**EXCERTO**
****************

Tal nunca me demoveu, antes pelo contrário. O terror, pela capacidade de gerar este tipo de emoções, e pelo seu carácter tão fantasista que é talvez o género cinematográfico que mais se aproxima dos antigos contos de fadas, tornou-se sempre uma refeição presente na minha dieta de cinéfilo.
Os sustos vão aparecendo aqui e ali, e lembro-me de ter ficado incomodado quando, por essa altura, vi, na TV, "The Haunting" de Robert Wise, com o qual percebi o poder do que não se mostra. Ver, poucos anos mais tarde, "O Exorcista" (com uma irmã pequenina a dormir no quarto ao lado), ou o "Silêncio dos Inocentes", com aquele papel impressionante de Anthony Hopkins, também deixou marca. Mas não há susto como o primeiro, e o filme de John Landis ficou para sempre no meu panteão.

****************

**OBJETIVO 1**
Resuma o excerto em duas frases.

**DADOS FORNECIDOS**
****************

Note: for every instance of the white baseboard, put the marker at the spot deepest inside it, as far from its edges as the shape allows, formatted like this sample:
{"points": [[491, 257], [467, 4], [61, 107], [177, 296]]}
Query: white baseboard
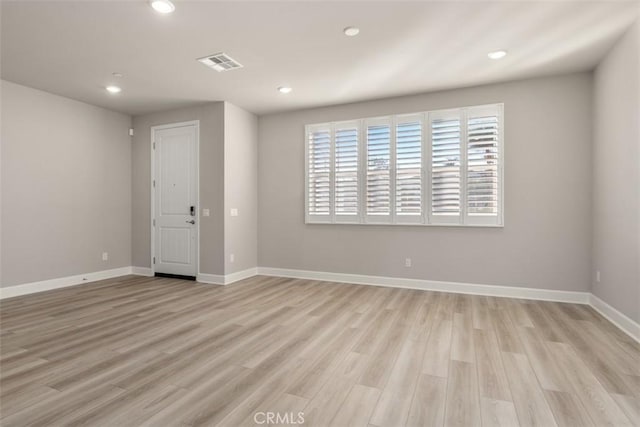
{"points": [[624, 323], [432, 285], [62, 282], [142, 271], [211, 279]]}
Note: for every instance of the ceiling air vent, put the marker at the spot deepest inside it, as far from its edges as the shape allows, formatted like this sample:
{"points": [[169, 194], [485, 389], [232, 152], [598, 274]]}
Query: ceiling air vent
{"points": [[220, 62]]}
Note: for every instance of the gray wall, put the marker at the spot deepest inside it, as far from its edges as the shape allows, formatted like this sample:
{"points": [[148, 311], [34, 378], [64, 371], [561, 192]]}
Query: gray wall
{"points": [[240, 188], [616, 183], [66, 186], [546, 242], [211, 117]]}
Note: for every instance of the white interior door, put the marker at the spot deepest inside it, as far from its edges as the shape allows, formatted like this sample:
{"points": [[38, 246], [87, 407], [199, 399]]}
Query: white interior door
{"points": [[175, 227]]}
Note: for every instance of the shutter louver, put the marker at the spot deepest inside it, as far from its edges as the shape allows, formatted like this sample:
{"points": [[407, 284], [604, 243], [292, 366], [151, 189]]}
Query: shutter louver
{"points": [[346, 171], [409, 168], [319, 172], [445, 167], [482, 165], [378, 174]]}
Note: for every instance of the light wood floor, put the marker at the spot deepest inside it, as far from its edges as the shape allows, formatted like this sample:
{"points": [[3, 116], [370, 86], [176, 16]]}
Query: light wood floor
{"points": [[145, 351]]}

****************

**OBJETIVO 2**
Reescale as linhas dos registos entre a que contém "Note: for every instance of the white interior" e o fim dos registos, inclusive, reproduzindo também os pedidos. Multiplique por 1,75 cada coordenada dos pontos nas respostas e arredonde ao inteiro, com as metades para cima.

**RESPOSTA 1**
O terror sempre fez parte da dieta cinéfila de quem escreve, por gerar emoções fortes e pelo seu carácter fantasista, talvez o género mais próximo dos antigos contos de fadas. "The Haunting", de Robert Wise, "O Exorcista" e "Silêncio dos Inocentes" deixaram marca, mas nenhum susto igualou o primeiro, e o filme de John Landis ficou para sempre no seu panteão.

**RESPOSTA 2**
Note: for every instance of the white interior door, put the marker at the spot deepest inside it, as far from its edges as the shape allows, formatted like this sample:
{"points": [[38, 246], [87, 407], [199, 399]]}
Query: white interior door
{"points": [[306, 397]]}
Note: for every instance of the shutter louver, put the marker at the spot deepest inside it, as far from its edges as the shape allows, formatted like this sample:
{"points": [[407, 284], [604, 243], [292, 366], [151, 189]]}
Query: shutter louver
{"points": [[606, 299], [716, 294], [558, 301], [779, 292], [844, 289], [662, 305]]}
Note: for every instance of the light wood floor, put the marker at the spot deepest inside it, as far from its edges as the shape allows, formatted like this sample:
{"points": [[3, 116], [370, 86], [176, 16]]}
Query: light wood floor
{"points": [[254, 614]]}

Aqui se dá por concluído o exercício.